Print, in exact form, the lines below from the one containing "<point>496,215</point>" through the one containing "Annotate the fabric", and omit all others.

| Stored data |

########################################

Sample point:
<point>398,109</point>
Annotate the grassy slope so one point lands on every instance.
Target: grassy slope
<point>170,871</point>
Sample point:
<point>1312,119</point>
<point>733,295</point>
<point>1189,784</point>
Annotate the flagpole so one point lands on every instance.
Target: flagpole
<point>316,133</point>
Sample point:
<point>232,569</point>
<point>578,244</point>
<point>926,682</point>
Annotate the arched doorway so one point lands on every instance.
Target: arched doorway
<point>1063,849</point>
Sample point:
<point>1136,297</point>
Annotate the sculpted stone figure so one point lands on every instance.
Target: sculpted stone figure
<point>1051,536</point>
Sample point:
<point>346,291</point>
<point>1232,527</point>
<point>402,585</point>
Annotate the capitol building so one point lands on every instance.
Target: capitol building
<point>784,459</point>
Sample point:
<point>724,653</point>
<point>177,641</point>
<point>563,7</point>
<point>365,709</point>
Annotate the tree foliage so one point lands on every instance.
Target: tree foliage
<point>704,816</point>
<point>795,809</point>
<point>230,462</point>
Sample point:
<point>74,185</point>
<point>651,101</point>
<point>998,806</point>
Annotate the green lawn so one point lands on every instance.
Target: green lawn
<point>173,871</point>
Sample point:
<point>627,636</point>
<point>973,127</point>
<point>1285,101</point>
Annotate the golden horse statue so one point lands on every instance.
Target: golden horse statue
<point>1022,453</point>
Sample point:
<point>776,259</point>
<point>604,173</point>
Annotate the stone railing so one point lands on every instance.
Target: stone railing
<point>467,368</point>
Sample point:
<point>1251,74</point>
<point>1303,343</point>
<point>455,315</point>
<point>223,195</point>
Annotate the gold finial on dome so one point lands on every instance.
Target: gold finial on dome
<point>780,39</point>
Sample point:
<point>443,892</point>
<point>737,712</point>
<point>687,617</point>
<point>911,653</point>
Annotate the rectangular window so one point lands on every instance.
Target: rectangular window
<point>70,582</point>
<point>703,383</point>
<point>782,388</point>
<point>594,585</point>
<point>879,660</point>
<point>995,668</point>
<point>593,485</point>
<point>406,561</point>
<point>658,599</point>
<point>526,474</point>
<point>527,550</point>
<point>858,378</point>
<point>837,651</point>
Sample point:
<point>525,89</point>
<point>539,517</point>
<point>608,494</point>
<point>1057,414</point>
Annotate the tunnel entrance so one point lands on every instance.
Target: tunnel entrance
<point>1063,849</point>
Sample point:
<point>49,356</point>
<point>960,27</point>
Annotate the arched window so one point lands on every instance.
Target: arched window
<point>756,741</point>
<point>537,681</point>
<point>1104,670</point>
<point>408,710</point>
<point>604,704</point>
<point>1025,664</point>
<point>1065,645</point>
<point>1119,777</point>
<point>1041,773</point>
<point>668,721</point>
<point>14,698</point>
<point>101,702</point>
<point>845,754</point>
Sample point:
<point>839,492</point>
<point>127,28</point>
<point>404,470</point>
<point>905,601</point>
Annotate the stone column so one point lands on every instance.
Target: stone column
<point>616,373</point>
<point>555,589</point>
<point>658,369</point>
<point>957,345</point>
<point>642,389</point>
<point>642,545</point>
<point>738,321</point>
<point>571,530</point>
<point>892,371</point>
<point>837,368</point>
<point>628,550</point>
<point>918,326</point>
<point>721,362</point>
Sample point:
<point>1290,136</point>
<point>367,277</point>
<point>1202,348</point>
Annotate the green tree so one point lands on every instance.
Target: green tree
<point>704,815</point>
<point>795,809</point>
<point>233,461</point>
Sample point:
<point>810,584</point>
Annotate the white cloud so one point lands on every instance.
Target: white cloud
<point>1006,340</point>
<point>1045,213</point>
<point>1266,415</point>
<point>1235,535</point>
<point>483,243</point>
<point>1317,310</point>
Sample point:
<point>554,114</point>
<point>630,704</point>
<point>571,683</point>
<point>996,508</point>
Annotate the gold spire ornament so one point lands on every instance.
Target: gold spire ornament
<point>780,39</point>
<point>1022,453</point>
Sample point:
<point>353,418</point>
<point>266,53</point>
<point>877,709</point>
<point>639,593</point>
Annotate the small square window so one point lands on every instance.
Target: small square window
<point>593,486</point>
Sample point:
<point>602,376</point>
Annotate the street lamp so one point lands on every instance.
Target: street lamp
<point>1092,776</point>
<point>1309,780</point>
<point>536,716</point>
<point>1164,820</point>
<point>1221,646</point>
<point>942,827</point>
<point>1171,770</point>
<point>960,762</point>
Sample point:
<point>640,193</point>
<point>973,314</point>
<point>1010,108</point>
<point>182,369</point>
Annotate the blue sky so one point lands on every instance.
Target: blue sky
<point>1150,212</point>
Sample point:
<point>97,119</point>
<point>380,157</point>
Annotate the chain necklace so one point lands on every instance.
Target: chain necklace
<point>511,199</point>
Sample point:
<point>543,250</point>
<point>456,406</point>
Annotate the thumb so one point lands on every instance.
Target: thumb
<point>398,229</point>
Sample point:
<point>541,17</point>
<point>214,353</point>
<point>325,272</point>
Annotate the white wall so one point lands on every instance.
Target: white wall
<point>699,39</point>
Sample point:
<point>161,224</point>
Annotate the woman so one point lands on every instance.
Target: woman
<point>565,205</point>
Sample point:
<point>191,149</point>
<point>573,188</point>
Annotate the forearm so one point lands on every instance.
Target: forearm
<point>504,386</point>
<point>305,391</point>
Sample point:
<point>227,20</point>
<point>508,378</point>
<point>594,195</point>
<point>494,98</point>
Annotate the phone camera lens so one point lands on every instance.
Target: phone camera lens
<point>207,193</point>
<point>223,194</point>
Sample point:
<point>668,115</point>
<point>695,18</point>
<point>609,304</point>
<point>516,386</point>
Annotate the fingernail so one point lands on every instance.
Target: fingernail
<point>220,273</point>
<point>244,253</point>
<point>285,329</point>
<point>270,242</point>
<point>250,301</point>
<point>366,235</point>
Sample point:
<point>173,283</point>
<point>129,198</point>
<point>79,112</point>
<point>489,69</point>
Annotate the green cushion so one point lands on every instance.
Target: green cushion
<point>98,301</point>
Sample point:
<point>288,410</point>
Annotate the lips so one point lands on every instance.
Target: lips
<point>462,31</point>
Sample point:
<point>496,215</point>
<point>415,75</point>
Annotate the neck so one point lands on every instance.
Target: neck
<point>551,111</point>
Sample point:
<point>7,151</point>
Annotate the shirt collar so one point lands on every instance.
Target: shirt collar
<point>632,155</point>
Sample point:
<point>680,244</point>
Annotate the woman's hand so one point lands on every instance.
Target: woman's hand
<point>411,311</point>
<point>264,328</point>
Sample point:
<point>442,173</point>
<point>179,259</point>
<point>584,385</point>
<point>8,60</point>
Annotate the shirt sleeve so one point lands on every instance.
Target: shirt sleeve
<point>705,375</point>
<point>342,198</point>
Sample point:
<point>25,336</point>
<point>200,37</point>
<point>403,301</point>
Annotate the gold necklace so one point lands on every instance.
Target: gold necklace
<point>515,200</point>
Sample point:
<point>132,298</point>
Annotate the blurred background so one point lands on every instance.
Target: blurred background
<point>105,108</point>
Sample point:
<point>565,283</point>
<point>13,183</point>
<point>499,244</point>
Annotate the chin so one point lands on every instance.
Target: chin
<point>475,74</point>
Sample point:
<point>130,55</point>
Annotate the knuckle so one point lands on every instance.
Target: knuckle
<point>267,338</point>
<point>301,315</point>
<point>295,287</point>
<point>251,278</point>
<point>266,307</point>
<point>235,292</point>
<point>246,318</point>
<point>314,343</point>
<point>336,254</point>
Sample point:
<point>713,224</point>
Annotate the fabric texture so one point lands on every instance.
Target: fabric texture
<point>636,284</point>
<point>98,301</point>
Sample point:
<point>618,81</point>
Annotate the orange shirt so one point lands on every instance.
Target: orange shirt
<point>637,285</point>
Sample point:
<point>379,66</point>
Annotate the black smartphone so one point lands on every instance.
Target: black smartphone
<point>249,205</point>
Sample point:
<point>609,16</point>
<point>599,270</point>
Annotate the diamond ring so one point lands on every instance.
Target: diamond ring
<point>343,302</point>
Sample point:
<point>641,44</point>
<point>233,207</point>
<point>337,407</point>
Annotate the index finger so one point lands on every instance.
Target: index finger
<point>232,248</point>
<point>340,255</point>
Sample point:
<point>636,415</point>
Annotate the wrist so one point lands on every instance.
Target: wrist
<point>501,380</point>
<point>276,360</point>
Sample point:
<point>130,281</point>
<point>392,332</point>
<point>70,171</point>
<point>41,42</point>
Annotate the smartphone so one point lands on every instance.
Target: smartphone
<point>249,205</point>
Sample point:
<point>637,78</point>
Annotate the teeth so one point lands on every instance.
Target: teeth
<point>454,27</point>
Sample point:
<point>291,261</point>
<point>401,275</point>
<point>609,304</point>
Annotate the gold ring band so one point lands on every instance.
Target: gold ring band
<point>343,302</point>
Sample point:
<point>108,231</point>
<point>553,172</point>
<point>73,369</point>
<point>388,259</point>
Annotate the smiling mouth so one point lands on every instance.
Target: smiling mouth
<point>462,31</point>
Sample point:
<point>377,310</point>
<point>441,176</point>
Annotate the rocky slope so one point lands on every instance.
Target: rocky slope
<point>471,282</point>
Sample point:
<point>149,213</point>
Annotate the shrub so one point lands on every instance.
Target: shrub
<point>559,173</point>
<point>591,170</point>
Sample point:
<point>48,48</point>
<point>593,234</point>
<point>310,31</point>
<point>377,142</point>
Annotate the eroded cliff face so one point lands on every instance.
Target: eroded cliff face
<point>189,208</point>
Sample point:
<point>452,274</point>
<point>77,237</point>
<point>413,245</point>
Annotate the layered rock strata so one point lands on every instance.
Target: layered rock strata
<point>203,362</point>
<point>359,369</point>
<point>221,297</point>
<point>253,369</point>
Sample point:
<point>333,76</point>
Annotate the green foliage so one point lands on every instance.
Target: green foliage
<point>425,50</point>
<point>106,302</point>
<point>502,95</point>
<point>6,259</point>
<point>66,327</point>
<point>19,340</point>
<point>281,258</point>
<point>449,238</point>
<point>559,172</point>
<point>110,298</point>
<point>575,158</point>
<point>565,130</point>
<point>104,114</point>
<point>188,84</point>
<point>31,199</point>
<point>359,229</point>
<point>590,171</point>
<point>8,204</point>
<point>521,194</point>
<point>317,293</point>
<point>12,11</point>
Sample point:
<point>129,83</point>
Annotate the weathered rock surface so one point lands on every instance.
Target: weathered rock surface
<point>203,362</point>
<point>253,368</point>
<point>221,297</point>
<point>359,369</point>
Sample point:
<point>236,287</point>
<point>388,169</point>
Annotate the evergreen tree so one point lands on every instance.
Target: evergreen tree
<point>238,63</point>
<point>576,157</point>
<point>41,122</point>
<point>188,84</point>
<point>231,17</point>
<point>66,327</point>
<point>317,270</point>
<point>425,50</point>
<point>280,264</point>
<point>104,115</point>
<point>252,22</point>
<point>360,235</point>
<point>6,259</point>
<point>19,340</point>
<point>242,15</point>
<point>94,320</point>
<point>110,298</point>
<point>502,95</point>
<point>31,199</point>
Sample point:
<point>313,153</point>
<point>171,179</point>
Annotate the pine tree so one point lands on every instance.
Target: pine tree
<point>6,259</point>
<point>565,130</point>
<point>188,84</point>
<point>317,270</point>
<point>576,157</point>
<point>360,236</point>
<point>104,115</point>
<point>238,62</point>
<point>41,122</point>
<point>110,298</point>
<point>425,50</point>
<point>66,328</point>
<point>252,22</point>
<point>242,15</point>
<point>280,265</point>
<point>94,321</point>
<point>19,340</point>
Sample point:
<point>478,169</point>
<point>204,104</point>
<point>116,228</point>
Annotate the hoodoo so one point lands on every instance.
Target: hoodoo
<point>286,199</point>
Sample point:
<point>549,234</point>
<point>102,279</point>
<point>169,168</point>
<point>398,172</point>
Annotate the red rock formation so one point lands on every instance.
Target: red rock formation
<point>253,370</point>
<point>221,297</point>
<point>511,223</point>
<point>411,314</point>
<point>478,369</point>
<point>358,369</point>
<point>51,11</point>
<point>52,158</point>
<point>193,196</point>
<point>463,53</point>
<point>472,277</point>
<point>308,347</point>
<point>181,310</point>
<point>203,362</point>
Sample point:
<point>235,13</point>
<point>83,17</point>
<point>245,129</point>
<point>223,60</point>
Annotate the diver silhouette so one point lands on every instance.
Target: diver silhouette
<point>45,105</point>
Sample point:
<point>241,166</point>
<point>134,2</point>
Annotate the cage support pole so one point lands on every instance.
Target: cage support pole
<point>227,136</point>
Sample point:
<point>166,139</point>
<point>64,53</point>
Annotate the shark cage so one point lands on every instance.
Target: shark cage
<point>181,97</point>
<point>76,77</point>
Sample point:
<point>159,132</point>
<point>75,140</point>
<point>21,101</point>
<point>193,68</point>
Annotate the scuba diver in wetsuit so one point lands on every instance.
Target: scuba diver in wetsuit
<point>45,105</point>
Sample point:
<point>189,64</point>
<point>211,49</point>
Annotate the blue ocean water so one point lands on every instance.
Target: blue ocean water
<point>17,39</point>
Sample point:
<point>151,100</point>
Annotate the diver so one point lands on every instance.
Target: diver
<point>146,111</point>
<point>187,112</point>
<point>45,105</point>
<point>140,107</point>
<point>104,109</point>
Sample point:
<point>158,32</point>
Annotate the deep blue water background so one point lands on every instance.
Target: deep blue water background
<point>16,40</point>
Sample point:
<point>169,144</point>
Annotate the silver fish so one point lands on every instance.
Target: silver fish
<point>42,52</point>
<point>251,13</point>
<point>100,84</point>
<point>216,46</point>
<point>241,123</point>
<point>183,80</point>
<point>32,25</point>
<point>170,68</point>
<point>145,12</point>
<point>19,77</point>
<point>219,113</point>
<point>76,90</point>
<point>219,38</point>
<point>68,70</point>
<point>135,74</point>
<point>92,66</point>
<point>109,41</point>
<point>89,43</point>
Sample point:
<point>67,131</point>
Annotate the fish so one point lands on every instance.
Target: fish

########################################

| Solution to this exercise |
<point>496,215</point>
<point>415,75</point>
Annotate the neck so one point lands on every instance.
Target: neck
<point>551,111</point>
Sample point:
<point>7,151</point>
Annotate the shirt collar so one point lands on every instance.
Target: shirt collar
<point>632,155</point>
Sample point:
<point>680,244</point>
Annotate the woman's hand so one point lands on every instance.
Target: woman's hand
<point>411,311</point>
<point>264,328</point>
Sample point:
<point>442,173</point>
<point>179,259</point>
<point>584,385</point>
<point>8,60</point>
Annotate the shirt sleeve so one point lands on every instance.
Target: shirt sleeve
<point>705,375</point>
<point>342,198</point>
Sample point:
<point>25,336</point>
<point>200,37</point>
<point>403,301</point>
Annotate the gold necklace so one point lands on every instance.
Target: gold necklace
<point>515,200</point>
Sample point:
<point>132,298</point>
Annotate the blurred background so one point lands on every instance.
Target: blurred background
<point>105,108</point>
Sample point:
<point>565,283</point>
<point>13,183</point>
<point>499,244</point>
Annotate the chin so one point lands on every instance.
Target: chin
<point>475,74</point>
Sample point:
<point>130,55</point>
Annotate the knuckle so one point lands on every instance.
Target: knuckle
<point>267,338</point>
<point>301,315</point>
<point>295,287</point>
<point>251,278</point>
<point>266,307</point>
<point>235,292</point>
<point>246,318</point>
<point>314,343</point>
<point>336,254</point>
Sample point:
<point>713,224</point>
Annotate the fabric texture so one point lands on every instance.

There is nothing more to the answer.